-- Material for this task --

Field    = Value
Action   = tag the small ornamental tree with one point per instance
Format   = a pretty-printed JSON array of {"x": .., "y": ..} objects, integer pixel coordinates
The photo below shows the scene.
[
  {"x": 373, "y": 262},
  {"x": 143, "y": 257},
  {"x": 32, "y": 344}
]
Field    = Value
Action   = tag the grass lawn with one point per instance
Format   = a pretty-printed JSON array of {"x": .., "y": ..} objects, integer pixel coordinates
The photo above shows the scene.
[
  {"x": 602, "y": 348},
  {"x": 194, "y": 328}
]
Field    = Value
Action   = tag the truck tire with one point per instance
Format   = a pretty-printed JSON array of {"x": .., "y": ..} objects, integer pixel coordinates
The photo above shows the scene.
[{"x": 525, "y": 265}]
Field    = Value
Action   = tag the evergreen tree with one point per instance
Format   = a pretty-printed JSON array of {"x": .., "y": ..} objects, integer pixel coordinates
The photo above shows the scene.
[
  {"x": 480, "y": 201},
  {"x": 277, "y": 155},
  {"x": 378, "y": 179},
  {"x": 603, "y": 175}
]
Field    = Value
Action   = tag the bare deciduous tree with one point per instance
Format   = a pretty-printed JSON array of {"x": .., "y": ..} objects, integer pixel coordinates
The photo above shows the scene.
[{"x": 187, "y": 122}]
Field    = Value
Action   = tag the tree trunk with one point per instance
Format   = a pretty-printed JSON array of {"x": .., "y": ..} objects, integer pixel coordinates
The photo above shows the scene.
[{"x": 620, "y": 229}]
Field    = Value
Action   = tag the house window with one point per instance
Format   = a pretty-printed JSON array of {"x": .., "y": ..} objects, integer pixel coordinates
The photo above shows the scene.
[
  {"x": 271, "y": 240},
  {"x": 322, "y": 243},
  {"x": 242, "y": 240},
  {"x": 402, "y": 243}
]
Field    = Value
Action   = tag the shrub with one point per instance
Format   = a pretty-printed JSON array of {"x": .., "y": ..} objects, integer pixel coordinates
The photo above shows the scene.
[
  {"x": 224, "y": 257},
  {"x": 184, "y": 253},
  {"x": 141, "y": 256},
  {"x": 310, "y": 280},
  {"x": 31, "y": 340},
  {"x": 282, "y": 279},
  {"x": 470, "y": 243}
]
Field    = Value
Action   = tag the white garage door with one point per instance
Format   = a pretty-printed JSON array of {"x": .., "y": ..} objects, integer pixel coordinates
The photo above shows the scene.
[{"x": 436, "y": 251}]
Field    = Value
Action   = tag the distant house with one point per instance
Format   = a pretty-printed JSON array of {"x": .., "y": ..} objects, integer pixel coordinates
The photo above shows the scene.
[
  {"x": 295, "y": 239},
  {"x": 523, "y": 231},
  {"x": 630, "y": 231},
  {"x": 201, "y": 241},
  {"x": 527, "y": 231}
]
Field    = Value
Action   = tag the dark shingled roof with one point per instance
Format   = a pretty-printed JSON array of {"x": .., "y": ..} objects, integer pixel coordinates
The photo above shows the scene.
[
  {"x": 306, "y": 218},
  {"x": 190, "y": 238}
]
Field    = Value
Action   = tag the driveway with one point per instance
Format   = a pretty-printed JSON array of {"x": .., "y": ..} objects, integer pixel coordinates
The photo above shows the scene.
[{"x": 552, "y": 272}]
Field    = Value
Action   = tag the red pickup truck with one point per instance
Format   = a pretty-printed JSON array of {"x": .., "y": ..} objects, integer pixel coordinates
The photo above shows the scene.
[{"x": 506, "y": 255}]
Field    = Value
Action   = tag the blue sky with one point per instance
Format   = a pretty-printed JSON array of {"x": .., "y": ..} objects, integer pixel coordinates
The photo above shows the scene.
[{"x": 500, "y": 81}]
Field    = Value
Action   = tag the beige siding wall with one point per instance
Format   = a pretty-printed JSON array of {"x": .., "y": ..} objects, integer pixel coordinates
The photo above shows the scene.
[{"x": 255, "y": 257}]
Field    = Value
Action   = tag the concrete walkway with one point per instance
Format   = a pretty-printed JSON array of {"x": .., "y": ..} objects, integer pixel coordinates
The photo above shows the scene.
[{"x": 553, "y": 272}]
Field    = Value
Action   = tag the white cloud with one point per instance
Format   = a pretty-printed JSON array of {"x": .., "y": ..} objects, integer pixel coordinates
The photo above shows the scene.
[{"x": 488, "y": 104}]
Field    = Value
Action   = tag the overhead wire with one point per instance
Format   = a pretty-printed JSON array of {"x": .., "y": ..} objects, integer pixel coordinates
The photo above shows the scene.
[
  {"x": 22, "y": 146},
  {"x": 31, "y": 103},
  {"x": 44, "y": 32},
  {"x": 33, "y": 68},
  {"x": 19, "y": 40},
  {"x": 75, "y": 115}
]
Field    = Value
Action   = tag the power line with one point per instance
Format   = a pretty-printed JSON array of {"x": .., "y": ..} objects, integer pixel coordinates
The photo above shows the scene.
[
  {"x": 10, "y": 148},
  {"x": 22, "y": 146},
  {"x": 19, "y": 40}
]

-- Exercise requirements --
Can you gather and copy out every line in the listing above that contains the word "house"?

-- Result of this task --
Action   = tag the house window with one point per instance
Action   = tag the distant house with one point per instance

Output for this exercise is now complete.